Set task: Extract the line that contains "TARGET = window shutter" and every line after it through the end of the records below, exactly as written, leaving out any pictures.

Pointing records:
--- Start ---

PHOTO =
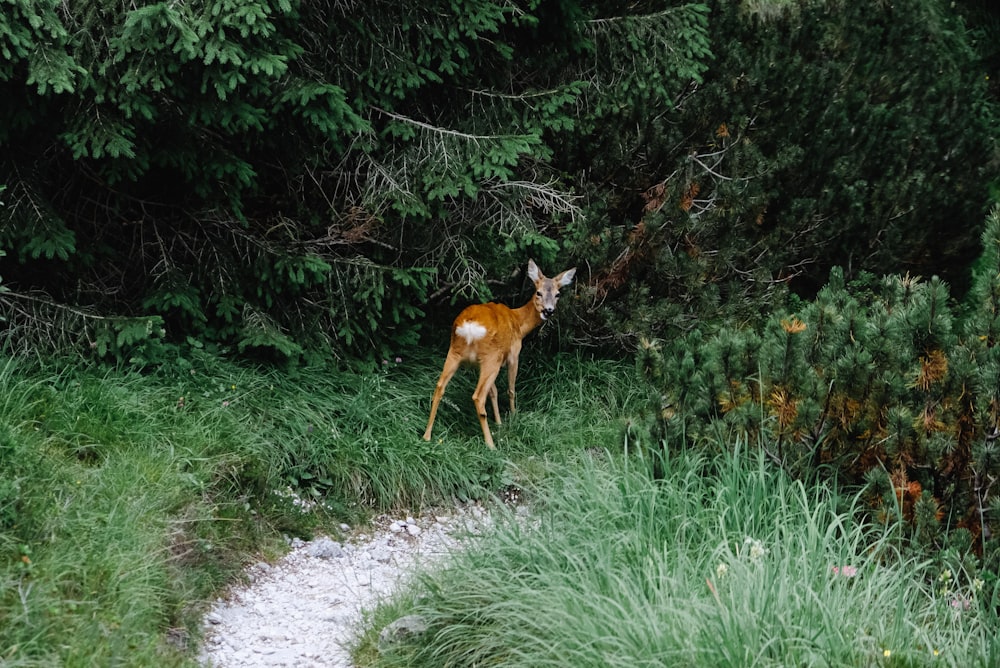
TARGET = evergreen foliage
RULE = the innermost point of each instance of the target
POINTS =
(879, 381)
(284, 177)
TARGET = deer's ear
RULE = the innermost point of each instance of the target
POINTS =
(533, 272)
(566, 277)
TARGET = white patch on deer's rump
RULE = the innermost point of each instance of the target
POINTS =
(471, 331)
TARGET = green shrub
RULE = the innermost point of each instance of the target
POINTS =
(878, 382)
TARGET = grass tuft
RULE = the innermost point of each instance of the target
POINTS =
(719, 563)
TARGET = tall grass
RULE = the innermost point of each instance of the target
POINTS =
(127, 500)
(720, 563)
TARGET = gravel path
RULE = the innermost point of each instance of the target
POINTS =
(302, 610)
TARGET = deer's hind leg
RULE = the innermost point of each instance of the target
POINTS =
(451, 364)
(488, 371)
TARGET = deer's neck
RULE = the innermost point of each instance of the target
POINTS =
(529, 317)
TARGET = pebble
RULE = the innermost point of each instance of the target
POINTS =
(305, 609)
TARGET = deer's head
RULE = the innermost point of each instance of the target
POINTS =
(547, 289)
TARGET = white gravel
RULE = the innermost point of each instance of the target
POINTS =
(305, 609)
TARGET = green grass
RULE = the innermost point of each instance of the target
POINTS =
(128, 500)
(723, 562)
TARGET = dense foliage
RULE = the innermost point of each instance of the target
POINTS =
(881, 382)
(285, 177)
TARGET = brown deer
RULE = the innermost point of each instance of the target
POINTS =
(490, 335)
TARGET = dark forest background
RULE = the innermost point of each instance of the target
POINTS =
(292, 179)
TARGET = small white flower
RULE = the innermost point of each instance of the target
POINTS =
(756, 549)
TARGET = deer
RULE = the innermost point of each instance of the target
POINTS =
(489, 335)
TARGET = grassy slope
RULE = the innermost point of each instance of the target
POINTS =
(125, 500)
(721, 563)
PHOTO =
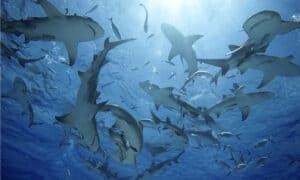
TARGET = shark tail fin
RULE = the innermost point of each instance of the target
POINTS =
(102, 105)
(288, 26)
(10, 27)
(229, 172)
(110, 45)
(221, 63)
(190, 40)
(214, 79)
(271, 139)
(23, 61)
(64, 119)
(238, 136)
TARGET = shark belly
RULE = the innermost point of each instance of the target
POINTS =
(84, 120)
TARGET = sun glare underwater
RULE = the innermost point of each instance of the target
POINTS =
(150, 89)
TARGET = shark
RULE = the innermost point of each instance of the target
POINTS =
(165, 97)
(72, 29)
(11, 53)
(102, 168)
(271, 67)
(167, 124)
(182, 46)
(242, 101)
(204, 136)
(226, 64)
(263, 27)
(82, 117)
(20, 93)
(227, 134)
(263, 142)
(197, 73)
(155, 167)
(130, 139)
(262, 160)
(115, 29)
(225, 166)
(146, 18)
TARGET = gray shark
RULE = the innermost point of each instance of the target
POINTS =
(242, 101)
(293, 159)
(271, 67)
(154, 168)
(166, 98)
(102, 168)
(236, 58)
(262, 160)
(227, 134)
(197, 73)
(20, 94)
(11, 53)
(263, 27)
(72, 29)
(168, 125)
(181, 45)
(83, 114)
(263, 142)
(131, 136)
(146, 18)
(225, 166)
(115, 29)
(204, 136)
(155, 149)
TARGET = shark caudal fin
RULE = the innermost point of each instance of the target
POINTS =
(288, 26)
(110, 45)
(49, 9)
(221, 63)
(190, 40)
(238, 136)
(268, 77)
(23, 61)
(65, 119)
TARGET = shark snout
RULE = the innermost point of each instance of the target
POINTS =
(96, 28)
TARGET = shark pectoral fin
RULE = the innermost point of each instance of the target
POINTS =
(245, 112)
(266, 79)
(157, 106)
(233, 47)
(80, 74)
(141, 126)
(49, 9)
(173, 53)
(242, 70)
(219, 63)
(287, 26)
(190, 40)
(65, 119)
(72, 51)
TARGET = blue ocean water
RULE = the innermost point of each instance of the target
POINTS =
(46, 151)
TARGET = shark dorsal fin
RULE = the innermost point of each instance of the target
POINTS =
(141, 126)
(106, 43)
(19, 85)
(233, 47)
(190, 40)
(168, 89)
(49, 9)
(245, 112)
(80, 74)
(173, 53)
(290, 58)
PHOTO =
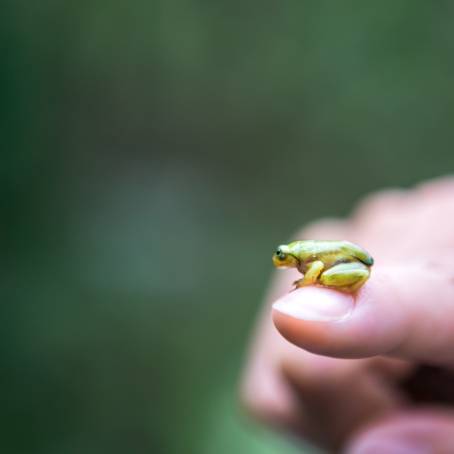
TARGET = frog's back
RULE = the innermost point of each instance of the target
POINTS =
(308, 248)
(358, 252)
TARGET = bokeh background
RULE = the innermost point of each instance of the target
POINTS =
(153, 155)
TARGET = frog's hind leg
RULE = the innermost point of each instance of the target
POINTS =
(311, 275)
(348, 277)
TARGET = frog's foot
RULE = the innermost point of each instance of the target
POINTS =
(299, 283)
(347, 277)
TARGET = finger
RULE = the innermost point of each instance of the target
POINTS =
(265, 391)
(422, 431)
(405, 311)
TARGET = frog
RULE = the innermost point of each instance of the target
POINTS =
(337, 264)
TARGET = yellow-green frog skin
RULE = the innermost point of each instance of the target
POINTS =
(336, 264)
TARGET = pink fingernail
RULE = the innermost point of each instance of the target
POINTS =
(315, 303)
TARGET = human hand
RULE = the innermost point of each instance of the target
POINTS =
(353, 371)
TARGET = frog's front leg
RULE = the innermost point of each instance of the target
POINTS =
(348, 277)
(311, 275)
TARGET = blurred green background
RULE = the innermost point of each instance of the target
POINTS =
(153, 154)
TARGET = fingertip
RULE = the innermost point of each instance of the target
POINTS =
(305, 317)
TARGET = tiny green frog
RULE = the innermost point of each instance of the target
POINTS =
(336, 264)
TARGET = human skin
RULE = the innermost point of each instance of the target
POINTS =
(336, 369)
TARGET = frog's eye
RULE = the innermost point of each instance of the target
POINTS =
(280, 255)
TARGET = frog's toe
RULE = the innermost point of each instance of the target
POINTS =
(349, 277)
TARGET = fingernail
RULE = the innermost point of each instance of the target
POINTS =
(394, 446)
(315, 303)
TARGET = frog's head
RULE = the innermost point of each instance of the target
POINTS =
(282, 258)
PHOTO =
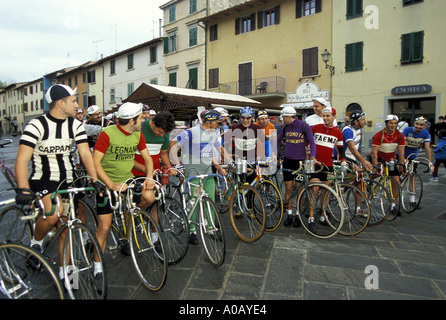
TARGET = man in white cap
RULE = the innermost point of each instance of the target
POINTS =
(318, 105)
(114, 155)
(47, 141)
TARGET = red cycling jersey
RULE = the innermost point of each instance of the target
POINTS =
(326, 138)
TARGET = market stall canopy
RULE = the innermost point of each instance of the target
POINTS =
(183, 102)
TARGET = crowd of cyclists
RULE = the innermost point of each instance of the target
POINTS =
(136, 142)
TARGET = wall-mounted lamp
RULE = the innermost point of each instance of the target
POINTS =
(326, 58)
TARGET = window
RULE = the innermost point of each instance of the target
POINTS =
(192, 83)
(268, 17)
(409, 2)
(213, 32)
(213, 78)
(354, 9)
(173, 79)
(310, 61)
(412, 47)
(245, 24)
(130, 61)
(193, 36)
(192, 6)
(112, 67)
(112, 95)
(170, 43)
(354, 56)
(130, 87)
(153, 57)
(307, 7)
(172, 14)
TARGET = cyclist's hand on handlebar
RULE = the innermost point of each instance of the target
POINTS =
(24, 199)
(149, 184)
(99, 187)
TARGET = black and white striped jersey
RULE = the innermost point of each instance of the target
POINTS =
(52, 140)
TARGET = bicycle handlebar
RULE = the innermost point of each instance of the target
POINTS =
(202, 176)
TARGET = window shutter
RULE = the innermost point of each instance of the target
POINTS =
(318, 6)
(260, 19)
(237, 26)
(418, 46)
(299, 7)
(405, 48)
(277, 15)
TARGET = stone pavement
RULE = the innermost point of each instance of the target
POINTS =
(408, 256)
(408, 259)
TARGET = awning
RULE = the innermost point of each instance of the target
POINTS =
(183, 102)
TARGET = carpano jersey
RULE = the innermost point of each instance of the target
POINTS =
(52, 140)
(326, 138)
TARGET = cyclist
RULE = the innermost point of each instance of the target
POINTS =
(385, 145)
(47, 141)
(156, 133)
(352, 135)
(114, 155)
(198, 148)
(327, 136)
(249, 139)
(270, 134)
(297, 135)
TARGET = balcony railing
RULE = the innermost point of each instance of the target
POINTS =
(261, 86)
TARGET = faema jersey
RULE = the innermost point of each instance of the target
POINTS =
(326, 138)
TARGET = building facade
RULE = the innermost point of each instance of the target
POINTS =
(271, 51)
(387, 55)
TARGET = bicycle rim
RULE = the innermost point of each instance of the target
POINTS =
(379, 200)
(174, 227)
(21, 281)
(80, 250)
(247, 213)
(272, 201)
(327, 209)
(411, 192)
(147, 252)
(356, 210)
(212, 232)
(13, 228)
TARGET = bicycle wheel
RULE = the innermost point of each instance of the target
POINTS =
(174, 227)
(86, 213)
(147, 250)
(247, 213)
(379, 200)
(272, 201)
(395, 195)
(13, 228)
(212, 232)
(82, 256)
(356, 210)
(21, 281)
(411, 192)
(328, 213)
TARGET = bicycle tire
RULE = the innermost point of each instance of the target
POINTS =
(379, 200)
(10, 177)
(246, 221)
(354, 221)
(407, 205)
(148, 256)
(79, 252)
(174, 227)
(21, 281)
(212, 232)
(331, 212)
(272, 201)
(396, 198)
(13, 228)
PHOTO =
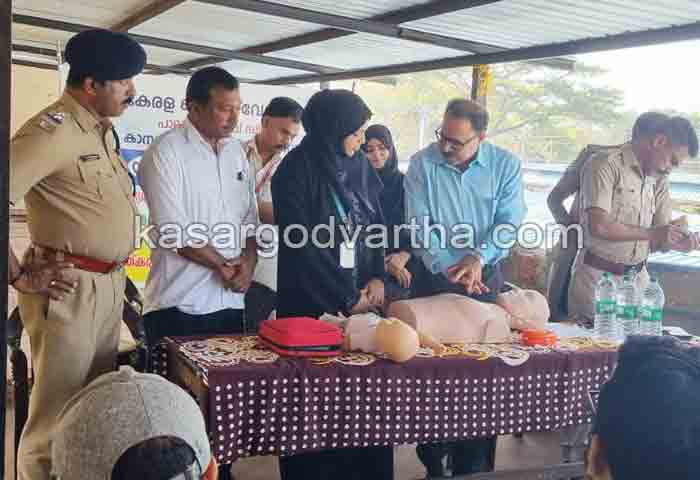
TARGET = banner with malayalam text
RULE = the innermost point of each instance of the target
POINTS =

--- End ---

Output for this task:
TARGET = window shutter
RULE = the innermost point of each instance of the target
POINTS =
(318, 6)
(260, 19)
(237, 26)
(418, 46)
(299, 7)
(405, 48)
(277, 15)
TARGET = stone pavement
RULE = the innermost point of each instance of the target
POINTS =
(408, 256)
(408, 259)
TARGET = awning
RULE = the innermost point of each instance of the target
POINTS =
(183, 102)
TARGET = carpano jersey
RULE = the innermost point of each instance of the target
POINTS =
(52, 140)
(326, 138)
TARGET = cyclist
RULE = the innermost point of each instance of the target
POINTS =
(385, 145)
(47, 141)
(156, 133)
(352, 135)
(114, 155)
(198, 148)
(327, 136)
(249, 139)
(270, 134)
(297, 135)
TARGET = balcony railing
RULE = the innermost point of each instance of the target
POINTS =
(261, 86)
TARGET = faema jersey
RULE = the innermost point of each instance of the target
POINTS =
(326, 138)
TARGET = building facade
RULE = the innermost point of each instance of the target
POINTS =
(271, 51)
(387, 55)
TARGET = bicycle rim
RULE = the innermost point of each instance of the target
POINTS =
(379, 200)
(174, 227)
(21, 281)
(80, 250)
(247, 213)
(272, 201)
(327, 209)
(411, 192)
(147, 252)
(356, 210)
(212, 232)
(13, 228)
TARGET = bicycle wheel
RULE = the innermost point of each instance of the target
POINTS =
(174, 227)
(86, 213)
(147, 250)
(247, 213)
(379, 200)
(272, 201)
(395, 195)
(13, 228)
(212, 232)
(82, 256)
(356, 210)
(21, 281)
(411, 192)
(328, 213)
TARGET = bicycle tire
RULE = the innermost point of each instance of the target
POINTS =
(379, 200)
(10, 177)
(246, 221)
(354, 221)
(407, 205)
(148, 256)
(79, 252)
(174, 227)
(21, 281)
(212, 232)
(331, 212)
(272, 201)
(396, 198)
(13, 228)
PHOTO =
TARGET = banner with malayalam text
RULE = the innermost point of each instance of the target
POINTS =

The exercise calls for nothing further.